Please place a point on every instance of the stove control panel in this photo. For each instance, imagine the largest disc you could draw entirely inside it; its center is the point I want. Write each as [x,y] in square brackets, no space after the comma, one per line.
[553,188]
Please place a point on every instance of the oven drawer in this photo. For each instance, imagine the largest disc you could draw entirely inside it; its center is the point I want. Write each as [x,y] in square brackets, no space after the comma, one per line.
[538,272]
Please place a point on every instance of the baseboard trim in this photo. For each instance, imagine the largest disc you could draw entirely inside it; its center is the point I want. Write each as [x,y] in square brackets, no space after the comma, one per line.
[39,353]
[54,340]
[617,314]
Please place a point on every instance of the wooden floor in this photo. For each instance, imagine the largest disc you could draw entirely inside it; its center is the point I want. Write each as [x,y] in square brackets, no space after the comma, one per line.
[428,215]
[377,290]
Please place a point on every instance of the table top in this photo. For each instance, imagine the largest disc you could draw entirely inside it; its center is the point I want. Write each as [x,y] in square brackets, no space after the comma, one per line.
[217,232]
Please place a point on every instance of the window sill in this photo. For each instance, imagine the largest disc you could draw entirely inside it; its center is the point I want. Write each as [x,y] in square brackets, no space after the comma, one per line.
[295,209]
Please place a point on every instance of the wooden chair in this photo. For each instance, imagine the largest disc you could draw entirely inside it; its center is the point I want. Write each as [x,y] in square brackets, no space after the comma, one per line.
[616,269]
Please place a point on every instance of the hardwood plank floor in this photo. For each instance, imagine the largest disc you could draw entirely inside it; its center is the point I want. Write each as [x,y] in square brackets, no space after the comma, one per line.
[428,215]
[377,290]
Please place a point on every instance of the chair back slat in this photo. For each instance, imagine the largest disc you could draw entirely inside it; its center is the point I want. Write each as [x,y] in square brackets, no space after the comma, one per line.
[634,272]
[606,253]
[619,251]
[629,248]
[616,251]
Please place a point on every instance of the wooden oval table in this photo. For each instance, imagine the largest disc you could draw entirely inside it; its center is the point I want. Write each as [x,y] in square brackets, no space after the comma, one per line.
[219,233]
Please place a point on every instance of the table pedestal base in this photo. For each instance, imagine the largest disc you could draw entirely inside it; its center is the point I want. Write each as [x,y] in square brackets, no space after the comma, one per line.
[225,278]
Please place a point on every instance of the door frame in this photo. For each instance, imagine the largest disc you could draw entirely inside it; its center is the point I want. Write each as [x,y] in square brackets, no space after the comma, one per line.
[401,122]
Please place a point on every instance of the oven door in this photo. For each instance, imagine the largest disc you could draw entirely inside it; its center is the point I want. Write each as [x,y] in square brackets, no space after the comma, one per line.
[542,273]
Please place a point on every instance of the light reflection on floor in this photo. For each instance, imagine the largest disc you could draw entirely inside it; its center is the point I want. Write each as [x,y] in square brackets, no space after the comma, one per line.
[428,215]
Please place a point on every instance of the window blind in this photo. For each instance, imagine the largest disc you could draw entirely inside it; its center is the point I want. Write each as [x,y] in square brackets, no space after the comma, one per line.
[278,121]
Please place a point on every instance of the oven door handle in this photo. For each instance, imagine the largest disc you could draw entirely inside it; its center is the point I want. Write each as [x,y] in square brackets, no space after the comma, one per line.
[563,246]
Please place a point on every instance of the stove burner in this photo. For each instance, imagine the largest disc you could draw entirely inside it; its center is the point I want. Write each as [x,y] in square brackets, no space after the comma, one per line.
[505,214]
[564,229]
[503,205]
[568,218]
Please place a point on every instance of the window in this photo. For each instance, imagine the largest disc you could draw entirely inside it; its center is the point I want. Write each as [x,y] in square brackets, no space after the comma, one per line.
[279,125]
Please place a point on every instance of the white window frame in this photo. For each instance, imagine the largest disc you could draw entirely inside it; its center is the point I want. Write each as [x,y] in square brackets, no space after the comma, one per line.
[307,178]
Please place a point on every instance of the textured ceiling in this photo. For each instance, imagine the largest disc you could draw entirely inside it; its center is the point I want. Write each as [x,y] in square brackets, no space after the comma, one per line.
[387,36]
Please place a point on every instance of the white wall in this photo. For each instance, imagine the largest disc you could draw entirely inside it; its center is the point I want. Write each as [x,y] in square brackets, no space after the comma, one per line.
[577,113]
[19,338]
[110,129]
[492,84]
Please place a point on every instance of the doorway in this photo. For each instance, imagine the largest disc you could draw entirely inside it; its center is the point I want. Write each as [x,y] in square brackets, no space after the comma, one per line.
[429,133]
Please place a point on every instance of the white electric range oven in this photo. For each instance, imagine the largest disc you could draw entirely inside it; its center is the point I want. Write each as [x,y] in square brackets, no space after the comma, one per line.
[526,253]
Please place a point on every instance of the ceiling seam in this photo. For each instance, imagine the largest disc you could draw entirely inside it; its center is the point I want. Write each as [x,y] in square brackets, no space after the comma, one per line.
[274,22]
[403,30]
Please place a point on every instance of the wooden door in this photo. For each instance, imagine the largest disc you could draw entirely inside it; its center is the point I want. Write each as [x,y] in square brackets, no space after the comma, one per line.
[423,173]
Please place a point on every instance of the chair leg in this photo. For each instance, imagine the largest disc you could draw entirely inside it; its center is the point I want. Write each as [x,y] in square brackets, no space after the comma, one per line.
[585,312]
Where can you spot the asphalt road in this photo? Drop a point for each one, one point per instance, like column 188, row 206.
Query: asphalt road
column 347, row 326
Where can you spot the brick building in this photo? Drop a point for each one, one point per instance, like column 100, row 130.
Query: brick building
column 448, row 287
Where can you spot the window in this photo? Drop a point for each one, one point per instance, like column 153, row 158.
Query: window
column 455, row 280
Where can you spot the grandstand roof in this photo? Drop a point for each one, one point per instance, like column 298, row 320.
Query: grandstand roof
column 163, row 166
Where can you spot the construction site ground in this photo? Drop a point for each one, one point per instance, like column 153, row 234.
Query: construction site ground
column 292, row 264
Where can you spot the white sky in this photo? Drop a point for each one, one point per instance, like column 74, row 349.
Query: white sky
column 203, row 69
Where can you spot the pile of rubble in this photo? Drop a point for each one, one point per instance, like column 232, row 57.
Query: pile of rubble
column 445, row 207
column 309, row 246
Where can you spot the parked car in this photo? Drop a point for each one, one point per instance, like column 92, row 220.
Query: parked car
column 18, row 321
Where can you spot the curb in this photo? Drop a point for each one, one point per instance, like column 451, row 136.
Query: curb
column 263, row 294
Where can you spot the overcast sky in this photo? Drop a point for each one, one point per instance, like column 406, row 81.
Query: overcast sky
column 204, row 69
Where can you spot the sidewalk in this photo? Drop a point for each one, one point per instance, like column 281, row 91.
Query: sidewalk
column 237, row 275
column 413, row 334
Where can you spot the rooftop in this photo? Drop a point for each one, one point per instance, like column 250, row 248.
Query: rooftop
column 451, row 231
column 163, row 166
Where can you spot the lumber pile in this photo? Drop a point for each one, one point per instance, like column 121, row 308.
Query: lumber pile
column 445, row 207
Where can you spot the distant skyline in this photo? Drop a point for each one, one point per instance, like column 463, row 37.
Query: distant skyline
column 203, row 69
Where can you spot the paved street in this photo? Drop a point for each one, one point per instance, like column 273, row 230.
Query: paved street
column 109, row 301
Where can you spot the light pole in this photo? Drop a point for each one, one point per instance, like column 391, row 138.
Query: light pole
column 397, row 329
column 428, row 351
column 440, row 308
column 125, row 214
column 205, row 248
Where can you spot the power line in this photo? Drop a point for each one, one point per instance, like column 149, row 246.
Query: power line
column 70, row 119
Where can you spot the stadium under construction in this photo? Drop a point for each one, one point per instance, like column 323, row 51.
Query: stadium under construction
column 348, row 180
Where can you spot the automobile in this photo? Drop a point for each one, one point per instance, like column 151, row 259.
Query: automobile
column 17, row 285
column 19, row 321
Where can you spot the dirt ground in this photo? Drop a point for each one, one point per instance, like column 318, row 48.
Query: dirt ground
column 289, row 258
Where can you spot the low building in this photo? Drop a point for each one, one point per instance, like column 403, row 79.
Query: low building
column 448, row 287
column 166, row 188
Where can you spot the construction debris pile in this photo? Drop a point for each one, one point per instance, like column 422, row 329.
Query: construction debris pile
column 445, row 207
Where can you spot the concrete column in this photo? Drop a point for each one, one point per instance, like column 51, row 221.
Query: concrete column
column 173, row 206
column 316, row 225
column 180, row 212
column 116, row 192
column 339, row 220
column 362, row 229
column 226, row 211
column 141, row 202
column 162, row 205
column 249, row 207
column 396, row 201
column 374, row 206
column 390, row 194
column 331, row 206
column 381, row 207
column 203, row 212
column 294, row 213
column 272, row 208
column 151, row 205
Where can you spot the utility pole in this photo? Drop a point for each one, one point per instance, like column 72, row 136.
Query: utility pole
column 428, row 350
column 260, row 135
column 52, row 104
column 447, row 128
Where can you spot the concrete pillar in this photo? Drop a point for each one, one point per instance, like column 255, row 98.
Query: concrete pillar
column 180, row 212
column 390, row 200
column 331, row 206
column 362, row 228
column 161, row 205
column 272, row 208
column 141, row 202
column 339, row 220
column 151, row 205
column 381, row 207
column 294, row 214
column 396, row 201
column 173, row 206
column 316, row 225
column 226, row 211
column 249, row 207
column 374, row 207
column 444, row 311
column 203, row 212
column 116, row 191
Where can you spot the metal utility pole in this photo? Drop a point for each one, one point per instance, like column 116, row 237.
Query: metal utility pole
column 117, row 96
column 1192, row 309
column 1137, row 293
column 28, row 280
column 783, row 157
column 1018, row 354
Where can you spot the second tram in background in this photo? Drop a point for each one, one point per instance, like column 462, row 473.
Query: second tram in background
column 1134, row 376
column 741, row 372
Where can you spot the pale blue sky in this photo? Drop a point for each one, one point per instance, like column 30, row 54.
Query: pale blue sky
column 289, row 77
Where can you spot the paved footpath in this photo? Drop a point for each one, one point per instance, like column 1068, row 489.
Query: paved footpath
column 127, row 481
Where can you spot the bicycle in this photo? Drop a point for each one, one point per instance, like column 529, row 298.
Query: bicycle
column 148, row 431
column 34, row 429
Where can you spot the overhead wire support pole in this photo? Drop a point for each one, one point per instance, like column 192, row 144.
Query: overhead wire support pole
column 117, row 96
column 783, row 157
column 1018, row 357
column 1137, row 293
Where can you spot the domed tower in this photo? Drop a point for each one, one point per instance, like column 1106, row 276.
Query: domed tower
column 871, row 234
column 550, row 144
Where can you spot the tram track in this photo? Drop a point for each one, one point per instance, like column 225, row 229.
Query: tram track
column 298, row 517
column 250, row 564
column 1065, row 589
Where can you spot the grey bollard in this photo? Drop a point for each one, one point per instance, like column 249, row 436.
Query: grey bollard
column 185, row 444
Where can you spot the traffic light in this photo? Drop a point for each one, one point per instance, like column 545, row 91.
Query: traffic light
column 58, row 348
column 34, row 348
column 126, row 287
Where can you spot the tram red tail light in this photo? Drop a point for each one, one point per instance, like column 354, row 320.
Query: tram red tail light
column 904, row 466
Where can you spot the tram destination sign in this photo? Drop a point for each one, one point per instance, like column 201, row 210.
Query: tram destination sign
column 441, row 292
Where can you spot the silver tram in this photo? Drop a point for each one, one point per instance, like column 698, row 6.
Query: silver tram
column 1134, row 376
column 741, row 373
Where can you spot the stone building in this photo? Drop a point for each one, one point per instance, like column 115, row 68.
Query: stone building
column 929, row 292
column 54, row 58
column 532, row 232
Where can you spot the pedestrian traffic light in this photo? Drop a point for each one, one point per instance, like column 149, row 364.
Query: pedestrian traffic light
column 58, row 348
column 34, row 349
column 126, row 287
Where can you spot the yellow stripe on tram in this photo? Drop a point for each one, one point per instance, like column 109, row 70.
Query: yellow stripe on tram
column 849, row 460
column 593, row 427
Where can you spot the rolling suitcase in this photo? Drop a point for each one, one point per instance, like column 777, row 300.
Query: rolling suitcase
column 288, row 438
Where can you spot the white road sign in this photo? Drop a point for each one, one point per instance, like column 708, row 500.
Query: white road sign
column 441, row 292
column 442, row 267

★ ★ ★ ★ ★

TASK INSTRUCTIONS:
Retype word for word everything in the listing above from the line that holds "Where can you spot the stadium" down to the line that holds "Where can you spot the concrete column". Keep both end lines and leave out the rest.

EXPECTED ANSWER:
Where can you spot the stadium under construction in this photo? Drop a point for each one, one point per instance, like column 323, row 51.
Query: stadium under construction
column 348, row 180
Where can you spot the automobile in this photo? Drop a point for each one, one point per instance, like column 151, row 259.
Query: automobile
column 17, row 285
column 19, row 321
Where can you spot the dirt ground in this photo? Drop a point for each one, one point per instance, like column 318, row 48.
Query: dirt ground
column 289, row 258
Where can you spot the low building in this photo? Drop a point for each one, one point per instance, like column 403, row 79.
Query: low building
column 448, row 287
column 166, row 188
Where can you spot the construction debris pile in this photo? Drop a point for each one, one point per instance, like column 422, row 329.
Query: construction debris pile
column 445, row 207
Where can you spot the concrete column in this photo? Drop a point for each one, one point per instance, like column 51, row 221.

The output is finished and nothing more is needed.